• EXERCISE DETAILS: Print the listing below line for line, leaving out the pictures.

[Saved data entries]
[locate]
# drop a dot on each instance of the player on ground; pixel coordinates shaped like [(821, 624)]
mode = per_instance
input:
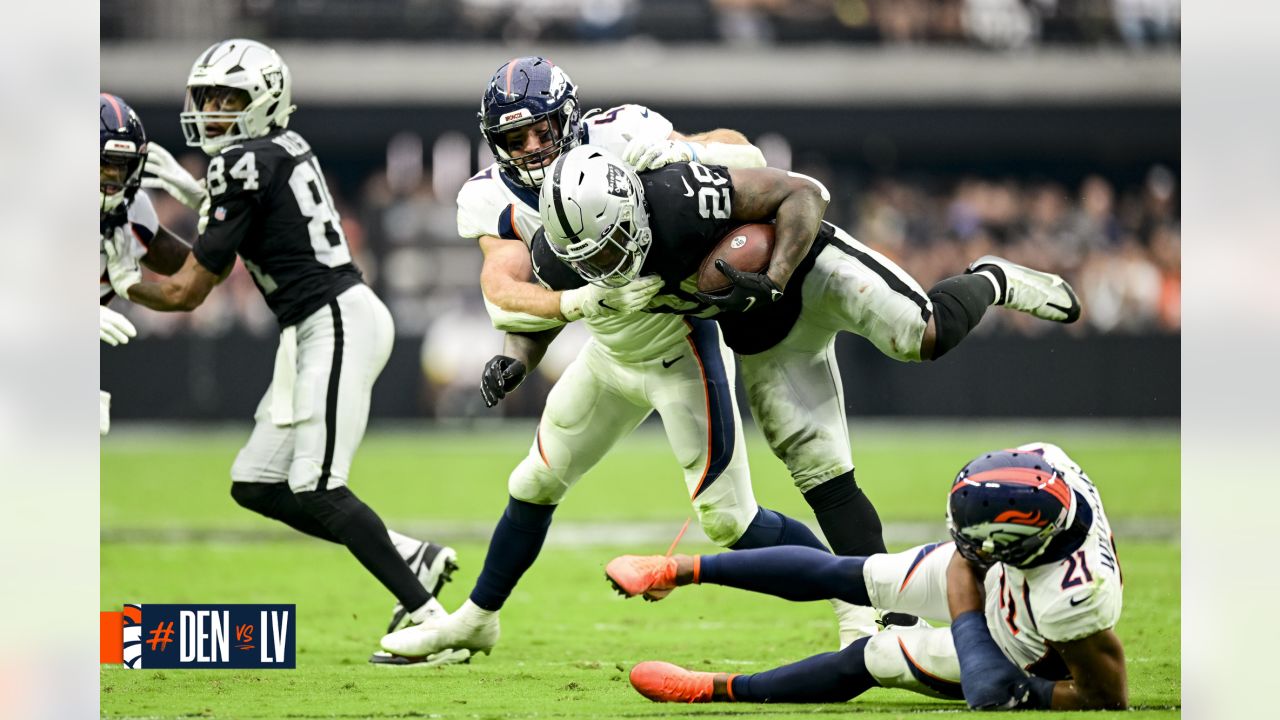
[(821, 281), (268, 203), (1033, 595), (126, 217), (634, 365)]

• SOLUTION:
[locate]
# drop a dot on each instance of the player on ground; pixel coordinates shaped like [(821, 624)]
mode = per_instance
input:
[(821, 281), (268, 203), (1033, 595), (126, 217), (634, 365)]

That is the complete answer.